◆ **GIVEN INSTRUCTION**
Copy out exactly every line from the line containing "Task: point out each instance of the young" until the records below end, inclusive of both boundary lines.
——————
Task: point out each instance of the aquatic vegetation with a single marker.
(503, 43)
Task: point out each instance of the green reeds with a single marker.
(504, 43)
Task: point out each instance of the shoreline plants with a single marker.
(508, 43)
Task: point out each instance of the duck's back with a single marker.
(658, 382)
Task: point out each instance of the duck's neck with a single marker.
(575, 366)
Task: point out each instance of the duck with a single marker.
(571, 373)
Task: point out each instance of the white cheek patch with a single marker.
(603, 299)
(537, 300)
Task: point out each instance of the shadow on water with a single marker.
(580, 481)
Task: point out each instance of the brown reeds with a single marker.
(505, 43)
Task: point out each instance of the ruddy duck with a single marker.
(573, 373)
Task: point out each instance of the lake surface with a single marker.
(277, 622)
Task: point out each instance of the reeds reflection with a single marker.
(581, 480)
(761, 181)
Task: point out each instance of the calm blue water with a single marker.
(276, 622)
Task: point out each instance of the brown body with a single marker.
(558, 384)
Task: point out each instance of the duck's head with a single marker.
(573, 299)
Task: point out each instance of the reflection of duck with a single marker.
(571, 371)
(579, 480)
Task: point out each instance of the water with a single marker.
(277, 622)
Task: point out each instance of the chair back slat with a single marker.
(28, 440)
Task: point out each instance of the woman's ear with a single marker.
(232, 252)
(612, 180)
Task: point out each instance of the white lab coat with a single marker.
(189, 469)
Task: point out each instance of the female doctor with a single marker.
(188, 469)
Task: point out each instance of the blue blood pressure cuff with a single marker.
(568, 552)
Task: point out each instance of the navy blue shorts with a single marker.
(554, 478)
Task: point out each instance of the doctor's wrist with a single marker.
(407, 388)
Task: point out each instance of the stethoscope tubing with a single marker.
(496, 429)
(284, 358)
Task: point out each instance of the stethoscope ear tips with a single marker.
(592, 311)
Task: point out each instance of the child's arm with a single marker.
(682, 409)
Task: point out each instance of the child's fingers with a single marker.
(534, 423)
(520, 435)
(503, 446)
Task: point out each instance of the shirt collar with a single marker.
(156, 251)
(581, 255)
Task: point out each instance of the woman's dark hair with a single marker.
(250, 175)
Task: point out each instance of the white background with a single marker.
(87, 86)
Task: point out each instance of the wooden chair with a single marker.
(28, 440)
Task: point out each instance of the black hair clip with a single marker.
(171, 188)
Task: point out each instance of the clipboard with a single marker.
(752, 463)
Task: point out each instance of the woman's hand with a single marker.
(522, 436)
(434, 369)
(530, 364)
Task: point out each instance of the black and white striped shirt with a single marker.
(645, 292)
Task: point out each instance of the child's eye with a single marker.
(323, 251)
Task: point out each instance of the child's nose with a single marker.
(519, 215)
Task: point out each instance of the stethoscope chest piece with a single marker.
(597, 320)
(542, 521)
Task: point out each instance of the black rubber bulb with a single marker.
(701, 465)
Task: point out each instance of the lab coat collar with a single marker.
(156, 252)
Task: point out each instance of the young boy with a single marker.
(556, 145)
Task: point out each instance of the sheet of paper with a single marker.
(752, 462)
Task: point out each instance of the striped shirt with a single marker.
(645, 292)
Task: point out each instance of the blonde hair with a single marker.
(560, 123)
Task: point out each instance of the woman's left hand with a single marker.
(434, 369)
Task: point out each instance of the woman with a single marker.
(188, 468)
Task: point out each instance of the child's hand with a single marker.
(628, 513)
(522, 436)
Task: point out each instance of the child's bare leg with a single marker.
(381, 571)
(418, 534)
——————
◆ **SOLUTION FOR THIS TASK**
Task: point out each instance of the young boy with a single marker.
(556, 145)
Task: point out each instance of the sheet of paper with a single marker.
(752, 462)
Task: point out each instance of the striped shirt with a single marker.
(645, 292)
Task: point out each instance of the blonde hair with a single marker.
(560, 123)
Task: point out each instance of the woman's left hand with a single marker.
(434, 369)
Task: point out each instance of the woman with a single marker.
(188, 468)
Task: point out each instance of the child's hand with a single marker.
(628, 513)
(522, 436)
Task: point out each instance of the child's bare leg with a single marker.
(381, 571)
(418, 534)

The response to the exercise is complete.